# Your assignment
Condense the paragraph beginning "The Ottoman naval presence at Beirut" in the passage on the naval action at Beirut below into a short bulleted list that keeps its main facts.

# Passage to read
Segment Open

The Ottoman naval presence at Beirut was completely annihilated, removing the only Turkish naval threat to Italian transports in the area and giving the Italians complete naval dominance of the southern Mediterranean Sea for the rest of the war. Casualties on the Ottoman side were heavy. Both Ottoman warships were sunk, with Avnillah alone taking 2 officers and 49 enlisted killed and 19 wounded. In contrast, the Italian ships not only took no casualties but no direct hits from the Ottoman warships as well. The damage was not restricted to the Ottoman naval vessels present at Beirut, as the city took heavy damage as well. Stray shots from the cruisers decimated the city. Fires broke out as a direct result of the stray gunfire, destroying several banks and part of the city's customs house as well as other buildings. Combined from the fires and shelling, 66 civilians were killed in the city along with hundreds of others wounded.

Segment Closed

# Information
Segment Open

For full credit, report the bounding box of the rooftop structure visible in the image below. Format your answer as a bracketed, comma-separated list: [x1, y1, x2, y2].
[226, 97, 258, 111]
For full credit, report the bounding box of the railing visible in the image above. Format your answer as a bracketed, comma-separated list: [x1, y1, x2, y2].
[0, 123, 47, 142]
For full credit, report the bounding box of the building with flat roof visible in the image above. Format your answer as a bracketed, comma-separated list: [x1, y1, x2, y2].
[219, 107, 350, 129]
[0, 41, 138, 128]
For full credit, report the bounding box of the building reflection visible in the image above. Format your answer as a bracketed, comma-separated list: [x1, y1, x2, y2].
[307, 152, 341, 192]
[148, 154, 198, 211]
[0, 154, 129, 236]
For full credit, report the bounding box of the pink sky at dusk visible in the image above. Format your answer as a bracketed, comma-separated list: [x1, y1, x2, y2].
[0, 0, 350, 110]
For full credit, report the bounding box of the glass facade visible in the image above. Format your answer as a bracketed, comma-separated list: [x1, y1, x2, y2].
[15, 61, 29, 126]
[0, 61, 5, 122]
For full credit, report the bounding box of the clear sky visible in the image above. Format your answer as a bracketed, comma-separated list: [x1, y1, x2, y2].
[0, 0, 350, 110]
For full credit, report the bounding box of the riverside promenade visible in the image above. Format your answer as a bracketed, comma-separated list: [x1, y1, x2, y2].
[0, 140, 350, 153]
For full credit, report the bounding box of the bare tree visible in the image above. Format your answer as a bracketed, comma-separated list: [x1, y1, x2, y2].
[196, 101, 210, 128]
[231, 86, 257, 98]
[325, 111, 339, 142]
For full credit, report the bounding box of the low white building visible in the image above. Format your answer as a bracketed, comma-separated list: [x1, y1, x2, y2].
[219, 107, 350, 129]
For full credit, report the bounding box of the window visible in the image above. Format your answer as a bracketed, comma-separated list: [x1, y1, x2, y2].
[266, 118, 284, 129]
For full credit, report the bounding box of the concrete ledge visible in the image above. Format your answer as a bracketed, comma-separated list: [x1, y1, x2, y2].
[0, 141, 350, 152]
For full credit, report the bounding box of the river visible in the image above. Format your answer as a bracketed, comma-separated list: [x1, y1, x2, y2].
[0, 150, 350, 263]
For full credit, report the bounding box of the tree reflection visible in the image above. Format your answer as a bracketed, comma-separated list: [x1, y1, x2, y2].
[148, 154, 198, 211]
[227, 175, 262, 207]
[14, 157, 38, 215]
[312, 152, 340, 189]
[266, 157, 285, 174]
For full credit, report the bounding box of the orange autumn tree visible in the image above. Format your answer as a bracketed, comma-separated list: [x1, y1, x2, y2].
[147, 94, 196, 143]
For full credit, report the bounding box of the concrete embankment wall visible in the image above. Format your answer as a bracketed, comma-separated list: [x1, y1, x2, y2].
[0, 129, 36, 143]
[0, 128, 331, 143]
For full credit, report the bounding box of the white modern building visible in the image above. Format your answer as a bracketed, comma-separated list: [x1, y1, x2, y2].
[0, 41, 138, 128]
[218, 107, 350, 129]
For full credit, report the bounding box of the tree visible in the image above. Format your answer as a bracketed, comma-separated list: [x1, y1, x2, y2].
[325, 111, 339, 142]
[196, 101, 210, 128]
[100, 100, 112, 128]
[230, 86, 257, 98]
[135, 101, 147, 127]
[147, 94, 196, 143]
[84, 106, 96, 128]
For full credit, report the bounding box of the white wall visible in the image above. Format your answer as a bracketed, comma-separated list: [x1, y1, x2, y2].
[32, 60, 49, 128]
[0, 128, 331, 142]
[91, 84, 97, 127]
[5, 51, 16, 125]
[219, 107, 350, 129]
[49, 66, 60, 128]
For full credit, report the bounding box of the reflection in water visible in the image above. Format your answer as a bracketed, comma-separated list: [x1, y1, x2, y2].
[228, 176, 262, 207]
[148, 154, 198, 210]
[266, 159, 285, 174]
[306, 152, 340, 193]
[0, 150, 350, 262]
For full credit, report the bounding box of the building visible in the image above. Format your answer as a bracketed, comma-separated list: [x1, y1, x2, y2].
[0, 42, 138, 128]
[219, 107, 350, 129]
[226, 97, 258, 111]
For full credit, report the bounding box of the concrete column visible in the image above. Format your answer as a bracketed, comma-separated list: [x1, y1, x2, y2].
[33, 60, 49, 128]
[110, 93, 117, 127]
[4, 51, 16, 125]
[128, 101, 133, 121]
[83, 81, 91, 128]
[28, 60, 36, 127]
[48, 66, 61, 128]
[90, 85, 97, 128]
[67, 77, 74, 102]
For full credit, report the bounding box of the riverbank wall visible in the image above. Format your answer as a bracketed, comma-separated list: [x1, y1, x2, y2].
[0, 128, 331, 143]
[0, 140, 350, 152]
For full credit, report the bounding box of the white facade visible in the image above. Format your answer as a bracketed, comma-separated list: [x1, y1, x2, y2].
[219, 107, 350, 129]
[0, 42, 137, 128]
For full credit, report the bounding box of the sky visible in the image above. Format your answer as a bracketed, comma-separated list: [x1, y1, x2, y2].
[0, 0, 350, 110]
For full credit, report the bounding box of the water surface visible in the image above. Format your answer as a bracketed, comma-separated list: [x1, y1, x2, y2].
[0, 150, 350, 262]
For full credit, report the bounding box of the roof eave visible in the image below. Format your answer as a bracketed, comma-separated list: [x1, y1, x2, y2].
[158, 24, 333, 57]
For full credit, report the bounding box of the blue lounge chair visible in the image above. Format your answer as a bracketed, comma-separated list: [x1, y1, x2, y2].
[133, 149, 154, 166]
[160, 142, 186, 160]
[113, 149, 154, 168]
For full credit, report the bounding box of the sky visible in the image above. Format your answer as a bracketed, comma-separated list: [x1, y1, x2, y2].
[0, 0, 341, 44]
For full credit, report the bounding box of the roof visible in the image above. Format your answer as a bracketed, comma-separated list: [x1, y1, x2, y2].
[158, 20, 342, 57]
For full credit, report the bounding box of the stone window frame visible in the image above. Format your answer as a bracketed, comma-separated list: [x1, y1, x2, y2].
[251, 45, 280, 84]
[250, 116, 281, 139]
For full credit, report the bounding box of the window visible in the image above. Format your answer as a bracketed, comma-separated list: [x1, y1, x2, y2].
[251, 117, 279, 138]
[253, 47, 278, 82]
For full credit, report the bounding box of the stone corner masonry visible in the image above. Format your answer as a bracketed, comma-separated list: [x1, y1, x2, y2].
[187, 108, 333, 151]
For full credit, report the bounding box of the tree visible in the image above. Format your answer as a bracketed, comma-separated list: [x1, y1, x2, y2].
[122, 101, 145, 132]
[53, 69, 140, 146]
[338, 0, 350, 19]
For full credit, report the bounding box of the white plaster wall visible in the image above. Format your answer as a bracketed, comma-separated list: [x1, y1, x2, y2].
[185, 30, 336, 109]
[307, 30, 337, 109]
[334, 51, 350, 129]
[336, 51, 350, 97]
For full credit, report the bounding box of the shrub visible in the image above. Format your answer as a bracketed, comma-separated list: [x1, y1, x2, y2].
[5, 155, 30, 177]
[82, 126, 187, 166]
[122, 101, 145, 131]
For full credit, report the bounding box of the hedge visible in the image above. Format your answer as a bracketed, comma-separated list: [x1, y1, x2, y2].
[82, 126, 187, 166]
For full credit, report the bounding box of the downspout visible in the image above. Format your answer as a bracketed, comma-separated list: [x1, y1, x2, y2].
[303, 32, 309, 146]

Segment Closed

# Task response
- The Ottoman naval force at Beirut was wiped out. This ended the only Turkish naval threat to Italian transports in the area and gave Italy complete naval control of the southern Mediterranean for the rest of the war.
- Both Ottoman warships were sunk. Avnillah alone had 2 officers and 49 enlisted men killed and 19 wounded.
- The Italian ships took no casualties and no direct hits.
- Stray shots from the cruisers heavily damaged the city. They started fires that destroyed several banks, part of the customs house and other buildings.
- Shelling and fires together killed 66 civilians and wounded hundreds more.